Türkiye ihracatındaki düşüşü anlatan metni, son cümlesinden sonra sürdürün.

Metin:
========================================================================

Türkiye ihracatı: Serbest düşüş geçici olsa da yerinde sayma kalıcı

2020’nin tamamında ihracat düşüşünün yüzde 15’e ulaşabileceği tahmin ediliyor. İhracat, Türkiye ekonomisi içindeki doğrudan ve dolaylı etkileriyle “dışa bağımlılık” zincirinin en önemli halkalarından biri. Pandemiyle maruz kalınan “dış talep şoku”nun yakıcı sonuçları konjonktürel gelişmeler dışında yapısal bir tıkanıklığın da yaşandığı ihracatın daha kapsamlı değerlendirilmesi ihtiyacını ortaya…

Haber Merkezi

Geçen hafta açıklanan verilere göre Mayıs ayında ihracat bir önceki yılın aynı ayına göre yüzde 40,9 geriledi. Nisan ayında da yüzde 41,4 ihracat düşüşü görülmüştü. Mayıs’la birlikte ilk 5 ayda bir önceki yılın aynı dönemine göre ihracat daralması yaklaşık yüzde 20 oldu. Almanya, İngiltere, İtalya, İspanya, ABD gibi en fazla ihracat yapılan ülkelerdeki keskin talep düşüşü, Nisan ve Mayıs’ta ihracatın rekor düzeyde düşmesine yol açtı.

========================================================================

Sağlanan veriler:
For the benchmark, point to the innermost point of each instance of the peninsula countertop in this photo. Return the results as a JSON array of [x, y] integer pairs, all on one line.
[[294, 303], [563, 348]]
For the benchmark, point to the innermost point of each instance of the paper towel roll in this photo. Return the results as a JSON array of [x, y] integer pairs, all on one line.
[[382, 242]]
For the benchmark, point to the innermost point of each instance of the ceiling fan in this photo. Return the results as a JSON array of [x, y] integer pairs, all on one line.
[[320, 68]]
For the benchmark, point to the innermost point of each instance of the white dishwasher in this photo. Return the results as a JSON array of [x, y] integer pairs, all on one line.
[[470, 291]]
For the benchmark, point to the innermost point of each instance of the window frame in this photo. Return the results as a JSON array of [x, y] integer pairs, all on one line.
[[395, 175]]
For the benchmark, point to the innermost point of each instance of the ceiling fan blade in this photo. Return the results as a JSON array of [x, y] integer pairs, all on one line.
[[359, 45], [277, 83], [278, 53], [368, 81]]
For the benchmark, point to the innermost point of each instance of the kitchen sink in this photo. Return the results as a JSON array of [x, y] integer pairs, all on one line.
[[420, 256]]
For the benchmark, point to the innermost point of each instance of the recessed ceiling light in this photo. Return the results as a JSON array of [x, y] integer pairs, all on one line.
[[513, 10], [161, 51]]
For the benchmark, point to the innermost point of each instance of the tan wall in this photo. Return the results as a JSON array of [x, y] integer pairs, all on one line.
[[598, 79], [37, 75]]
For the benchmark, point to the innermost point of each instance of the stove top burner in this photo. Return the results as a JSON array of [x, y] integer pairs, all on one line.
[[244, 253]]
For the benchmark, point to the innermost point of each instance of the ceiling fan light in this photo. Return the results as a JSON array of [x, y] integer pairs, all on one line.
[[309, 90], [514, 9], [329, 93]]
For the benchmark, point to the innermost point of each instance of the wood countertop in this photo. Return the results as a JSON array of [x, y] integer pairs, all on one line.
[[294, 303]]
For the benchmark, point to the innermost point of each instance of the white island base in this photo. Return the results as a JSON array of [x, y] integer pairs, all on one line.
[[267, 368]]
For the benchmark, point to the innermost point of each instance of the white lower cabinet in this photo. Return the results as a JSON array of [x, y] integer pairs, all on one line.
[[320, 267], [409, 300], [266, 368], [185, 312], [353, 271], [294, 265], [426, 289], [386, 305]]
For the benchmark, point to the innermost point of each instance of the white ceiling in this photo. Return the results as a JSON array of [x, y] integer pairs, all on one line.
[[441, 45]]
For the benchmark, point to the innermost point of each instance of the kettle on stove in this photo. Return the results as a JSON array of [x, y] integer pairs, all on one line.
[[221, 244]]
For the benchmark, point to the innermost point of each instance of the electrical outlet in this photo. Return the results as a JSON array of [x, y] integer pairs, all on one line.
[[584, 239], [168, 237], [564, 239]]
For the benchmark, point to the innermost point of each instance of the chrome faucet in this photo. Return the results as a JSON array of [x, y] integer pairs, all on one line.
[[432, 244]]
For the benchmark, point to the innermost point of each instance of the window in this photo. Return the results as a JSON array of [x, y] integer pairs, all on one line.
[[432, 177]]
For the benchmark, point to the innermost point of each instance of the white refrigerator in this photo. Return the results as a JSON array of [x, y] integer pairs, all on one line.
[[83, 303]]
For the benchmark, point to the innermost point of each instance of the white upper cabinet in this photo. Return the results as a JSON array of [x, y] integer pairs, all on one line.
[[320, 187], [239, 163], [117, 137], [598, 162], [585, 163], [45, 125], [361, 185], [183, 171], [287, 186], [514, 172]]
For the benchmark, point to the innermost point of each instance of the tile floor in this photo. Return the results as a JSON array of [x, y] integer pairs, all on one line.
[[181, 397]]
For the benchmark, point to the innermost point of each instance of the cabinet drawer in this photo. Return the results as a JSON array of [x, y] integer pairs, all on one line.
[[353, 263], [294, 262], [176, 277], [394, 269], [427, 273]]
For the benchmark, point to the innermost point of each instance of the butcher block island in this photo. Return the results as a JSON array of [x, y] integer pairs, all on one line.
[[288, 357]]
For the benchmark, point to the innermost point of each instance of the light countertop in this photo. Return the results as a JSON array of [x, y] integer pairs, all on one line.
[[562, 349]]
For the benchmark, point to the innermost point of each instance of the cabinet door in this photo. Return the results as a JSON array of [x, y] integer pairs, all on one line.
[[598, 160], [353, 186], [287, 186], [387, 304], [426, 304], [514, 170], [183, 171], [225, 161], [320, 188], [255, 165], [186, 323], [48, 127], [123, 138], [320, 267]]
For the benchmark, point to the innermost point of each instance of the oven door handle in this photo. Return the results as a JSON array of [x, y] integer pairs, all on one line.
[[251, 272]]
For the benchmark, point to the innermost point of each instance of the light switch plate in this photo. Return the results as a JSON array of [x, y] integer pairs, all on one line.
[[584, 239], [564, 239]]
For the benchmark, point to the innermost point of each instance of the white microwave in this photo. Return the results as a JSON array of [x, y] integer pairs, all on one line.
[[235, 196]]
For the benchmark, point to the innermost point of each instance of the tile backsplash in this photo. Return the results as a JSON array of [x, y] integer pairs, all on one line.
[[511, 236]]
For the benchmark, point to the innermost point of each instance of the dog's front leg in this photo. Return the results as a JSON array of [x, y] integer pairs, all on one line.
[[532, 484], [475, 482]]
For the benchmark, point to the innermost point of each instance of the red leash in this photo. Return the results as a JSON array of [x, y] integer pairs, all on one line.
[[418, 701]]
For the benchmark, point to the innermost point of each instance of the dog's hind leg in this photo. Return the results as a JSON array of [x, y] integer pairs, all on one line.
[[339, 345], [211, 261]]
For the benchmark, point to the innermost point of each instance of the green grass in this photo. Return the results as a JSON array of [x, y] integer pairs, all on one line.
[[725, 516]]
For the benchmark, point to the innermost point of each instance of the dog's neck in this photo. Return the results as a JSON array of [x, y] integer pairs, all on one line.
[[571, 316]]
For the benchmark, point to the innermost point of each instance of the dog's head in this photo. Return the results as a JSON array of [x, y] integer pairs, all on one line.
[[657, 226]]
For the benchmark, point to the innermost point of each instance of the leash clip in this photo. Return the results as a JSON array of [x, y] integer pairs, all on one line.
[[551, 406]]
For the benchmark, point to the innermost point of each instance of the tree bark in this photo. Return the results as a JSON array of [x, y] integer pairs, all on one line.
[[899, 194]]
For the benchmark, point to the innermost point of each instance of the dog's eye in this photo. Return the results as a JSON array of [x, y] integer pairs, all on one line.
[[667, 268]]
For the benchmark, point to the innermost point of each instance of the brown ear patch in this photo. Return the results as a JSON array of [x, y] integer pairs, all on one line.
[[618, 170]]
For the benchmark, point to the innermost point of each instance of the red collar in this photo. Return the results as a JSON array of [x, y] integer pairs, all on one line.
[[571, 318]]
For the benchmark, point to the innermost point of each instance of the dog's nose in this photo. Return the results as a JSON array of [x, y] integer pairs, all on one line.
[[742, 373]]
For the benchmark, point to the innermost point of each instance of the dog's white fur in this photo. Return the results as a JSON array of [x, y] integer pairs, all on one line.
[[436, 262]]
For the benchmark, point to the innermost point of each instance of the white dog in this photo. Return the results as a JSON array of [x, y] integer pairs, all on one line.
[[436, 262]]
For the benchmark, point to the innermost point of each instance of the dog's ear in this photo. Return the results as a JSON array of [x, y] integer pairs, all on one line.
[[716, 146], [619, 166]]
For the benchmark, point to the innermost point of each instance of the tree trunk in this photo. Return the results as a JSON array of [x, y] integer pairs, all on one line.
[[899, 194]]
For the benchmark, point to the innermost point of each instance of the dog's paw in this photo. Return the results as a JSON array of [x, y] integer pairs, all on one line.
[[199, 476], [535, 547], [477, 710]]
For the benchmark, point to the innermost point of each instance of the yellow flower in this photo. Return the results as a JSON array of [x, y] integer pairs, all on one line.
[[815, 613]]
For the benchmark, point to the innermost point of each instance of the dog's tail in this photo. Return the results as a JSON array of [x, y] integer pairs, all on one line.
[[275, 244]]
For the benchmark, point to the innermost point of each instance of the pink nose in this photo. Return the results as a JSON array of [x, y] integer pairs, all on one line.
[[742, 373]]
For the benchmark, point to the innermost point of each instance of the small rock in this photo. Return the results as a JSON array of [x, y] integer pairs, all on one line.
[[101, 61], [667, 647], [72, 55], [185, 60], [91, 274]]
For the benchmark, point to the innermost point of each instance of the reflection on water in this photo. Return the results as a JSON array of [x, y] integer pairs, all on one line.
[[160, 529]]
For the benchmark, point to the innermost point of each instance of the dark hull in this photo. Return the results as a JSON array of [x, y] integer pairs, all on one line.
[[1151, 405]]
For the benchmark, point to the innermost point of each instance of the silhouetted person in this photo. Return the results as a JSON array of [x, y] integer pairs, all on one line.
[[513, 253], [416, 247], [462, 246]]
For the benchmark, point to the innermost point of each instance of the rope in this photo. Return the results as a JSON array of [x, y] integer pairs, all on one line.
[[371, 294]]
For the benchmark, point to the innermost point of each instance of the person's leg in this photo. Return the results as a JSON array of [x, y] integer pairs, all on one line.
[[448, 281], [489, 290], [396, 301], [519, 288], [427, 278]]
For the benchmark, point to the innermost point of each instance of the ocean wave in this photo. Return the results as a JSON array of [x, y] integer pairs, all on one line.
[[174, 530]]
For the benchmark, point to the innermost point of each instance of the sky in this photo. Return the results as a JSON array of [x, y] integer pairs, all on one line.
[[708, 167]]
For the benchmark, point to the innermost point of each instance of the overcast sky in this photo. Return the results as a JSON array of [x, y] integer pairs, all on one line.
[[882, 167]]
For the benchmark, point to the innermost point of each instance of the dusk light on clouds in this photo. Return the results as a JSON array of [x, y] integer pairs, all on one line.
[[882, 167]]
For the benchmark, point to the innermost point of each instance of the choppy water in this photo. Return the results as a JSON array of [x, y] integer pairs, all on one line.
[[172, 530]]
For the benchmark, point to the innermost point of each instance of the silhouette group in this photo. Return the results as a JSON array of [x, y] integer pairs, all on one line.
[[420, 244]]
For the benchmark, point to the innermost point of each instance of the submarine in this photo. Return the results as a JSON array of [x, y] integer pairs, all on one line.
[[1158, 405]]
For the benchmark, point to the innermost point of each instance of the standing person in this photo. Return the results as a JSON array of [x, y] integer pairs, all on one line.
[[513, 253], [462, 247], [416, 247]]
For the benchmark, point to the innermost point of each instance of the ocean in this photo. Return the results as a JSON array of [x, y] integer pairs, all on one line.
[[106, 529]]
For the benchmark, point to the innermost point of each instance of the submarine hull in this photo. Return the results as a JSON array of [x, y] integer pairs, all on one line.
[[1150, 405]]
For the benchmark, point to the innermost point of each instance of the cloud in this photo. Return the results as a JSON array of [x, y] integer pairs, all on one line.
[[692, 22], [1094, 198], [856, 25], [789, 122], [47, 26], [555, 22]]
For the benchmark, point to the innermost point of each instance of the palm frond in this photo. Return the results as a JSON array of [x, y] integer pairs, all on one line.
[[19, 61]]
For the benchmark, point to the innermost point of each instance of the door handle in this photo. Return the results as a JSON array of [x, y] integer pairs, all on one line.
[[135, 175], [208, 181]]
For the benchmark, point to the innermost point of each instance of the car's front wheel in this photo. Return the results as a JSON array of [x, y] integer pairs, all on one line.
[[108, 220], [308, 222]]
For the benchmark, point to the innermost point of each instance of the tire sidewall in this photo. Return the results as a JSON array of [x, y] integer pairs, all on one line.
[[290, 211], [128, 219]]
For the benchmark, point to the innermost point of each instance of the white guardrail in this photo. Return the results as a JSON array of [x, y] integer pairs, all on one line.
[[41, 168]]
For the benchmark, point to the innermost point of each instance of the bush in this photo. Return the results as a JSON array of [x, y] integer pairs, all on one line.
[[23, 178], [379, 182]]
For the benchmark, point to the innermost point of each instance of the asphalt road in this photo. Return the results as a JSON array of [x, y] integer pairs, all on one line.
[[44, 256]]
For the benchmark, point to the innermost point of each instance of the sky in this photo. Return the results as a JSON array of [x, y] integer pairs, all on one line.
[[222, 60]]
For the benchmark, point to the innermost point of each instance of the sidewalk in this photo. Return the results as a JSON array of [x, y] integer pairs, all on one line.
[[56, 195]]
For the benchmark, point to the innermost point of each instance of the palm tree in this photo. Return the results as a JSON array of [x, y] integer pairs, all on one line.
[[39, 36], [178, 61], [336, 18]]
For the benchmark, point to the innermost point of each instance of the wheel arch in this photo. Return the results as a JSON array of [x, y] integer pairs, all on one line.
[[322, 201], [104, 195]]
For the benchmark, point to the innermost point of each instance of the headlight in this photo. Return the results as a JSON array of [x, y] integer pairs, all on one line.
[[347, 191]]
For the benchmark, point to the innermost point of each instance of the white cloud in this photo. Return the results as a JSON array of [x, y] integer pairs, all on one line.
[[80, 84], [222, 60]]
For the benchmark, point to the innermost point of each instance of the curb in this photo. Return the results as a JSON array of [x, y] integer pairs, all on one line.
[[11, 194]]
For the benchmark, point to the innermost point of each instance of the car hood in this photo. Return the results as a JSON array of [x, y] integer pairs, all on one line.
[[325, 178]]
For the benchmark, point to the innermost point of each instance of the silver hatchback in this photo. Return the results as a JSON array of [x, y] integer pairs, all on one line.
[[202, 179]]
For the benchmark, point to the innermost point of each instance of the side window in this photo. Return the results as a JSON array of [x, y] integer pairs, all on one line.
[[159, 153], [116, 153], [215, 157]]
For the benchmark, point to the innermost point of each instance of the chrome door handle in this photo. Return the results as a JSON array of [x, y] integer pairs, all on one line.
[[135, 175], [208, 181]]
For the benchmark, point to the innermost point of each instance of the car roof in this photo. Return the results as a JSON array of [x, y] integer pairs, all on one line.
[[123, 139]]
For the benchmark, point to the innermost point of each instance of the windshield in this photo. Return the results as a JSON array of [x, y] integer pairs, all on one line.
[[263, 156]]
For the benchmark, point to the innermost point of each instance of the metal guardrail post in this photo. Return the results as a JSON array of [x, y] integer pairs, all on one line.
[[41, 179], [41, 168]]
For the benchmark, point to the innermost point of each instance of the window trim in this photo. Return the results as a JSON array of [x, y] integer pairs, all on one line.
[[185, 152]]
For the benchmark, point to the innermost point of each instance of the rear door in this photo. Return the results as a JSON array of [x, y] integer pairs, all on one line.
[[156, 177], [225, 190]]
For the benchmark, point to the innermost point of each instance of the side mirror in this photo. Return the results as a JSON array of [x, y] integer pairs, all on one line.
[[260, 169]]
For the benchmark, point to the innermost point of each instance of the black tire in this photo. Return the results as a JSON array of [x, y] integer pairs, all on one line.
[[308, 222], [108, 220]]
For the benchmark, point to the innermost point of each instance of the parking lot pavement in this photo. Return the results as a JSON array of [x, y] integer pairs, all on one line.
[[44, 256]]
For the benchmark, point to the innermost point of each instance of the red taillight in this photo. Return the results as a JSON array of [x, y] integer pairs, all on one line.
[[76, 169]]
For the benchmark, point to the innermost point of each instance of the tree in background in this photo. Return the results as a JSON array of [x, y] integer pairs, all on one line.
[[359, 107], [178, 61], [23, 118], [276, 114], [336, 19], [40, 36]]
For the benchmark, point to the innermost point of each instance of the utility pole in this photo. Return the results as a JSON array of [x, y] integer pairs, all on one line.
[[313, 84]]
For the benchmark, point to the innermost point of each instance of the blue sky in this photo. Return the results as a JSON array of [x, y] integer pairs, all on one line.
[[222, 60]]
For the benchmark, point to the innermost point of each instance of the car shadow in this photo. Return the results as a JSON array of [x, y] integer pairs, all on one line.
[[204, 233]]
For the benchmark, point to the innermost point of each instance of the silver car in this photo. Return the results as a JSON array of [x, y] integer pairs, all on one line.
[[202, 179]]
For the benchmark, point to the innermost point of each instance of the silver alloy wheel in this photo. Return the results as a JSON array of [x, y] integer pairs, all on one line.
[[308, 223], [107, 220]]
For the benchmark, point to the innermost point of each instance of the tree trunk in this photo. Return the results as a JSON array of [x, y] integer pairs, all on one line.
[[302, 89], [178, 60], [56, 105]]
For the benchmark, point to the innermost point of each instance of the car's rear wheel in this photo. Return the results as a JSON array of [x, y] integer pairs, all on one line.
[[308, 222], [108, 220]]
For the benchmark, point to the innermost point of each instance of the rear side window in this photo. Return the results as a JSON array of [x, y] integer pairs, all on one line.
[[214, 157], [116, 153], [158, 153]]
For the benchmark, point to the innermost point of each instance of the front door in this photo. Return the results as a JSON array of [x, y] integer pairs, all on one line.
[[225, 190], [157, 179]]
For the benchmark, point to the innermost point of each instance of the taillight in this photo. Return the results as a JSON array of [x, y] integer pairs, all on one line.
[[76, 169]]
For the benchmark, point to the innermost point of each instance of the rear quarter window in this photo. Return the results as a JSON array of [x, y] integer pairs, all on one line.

========================================================================

Yazılı yanıt:
2019 yılı verilerine göre toplam ihracatın yüzde 54’ünü oluşturan otomotiv, tekstil, hazır giyim, ana metal ve makine sektörlerinden oluşan altı sektörün ihracatında önemli gerilemeler görülüyor.

İhracat 2020’nin tamamında ne olur?

Geçen hafta açıklanan GSYH verilerinde yılın ilk çeyreğinde yüzde 3 civarı artışla zayıf bir seyir gösteren ihracatın büyümeye katkısının sınırlı olduğu görüldü. Nisan ve Mayıs ihracat daralması, yılın ikinci çeyreğinde ihracatın, sanayi üretime, dolayısıyla GSYH’ye etkisinin negatif olacağını ortaya koyuyor. Nisan-Mayıs-Haziran’da yüzde 30 civarında olması beklenen ihracat daralmasının sanayi üretime yüzde 12,5-15, GSYH’ye ise yüzde 3-4’lük daralma olarak yansıyacağı tahmin ediliyor. İç talepteki daralma, turizm ve diğer hizmet sektörlerdeki duruş gibi gelişmeler de eklendiğinde sanayi üretim ve GSYH daralmasının ikinci çeyrekte daha yüksek olması bekleniyor.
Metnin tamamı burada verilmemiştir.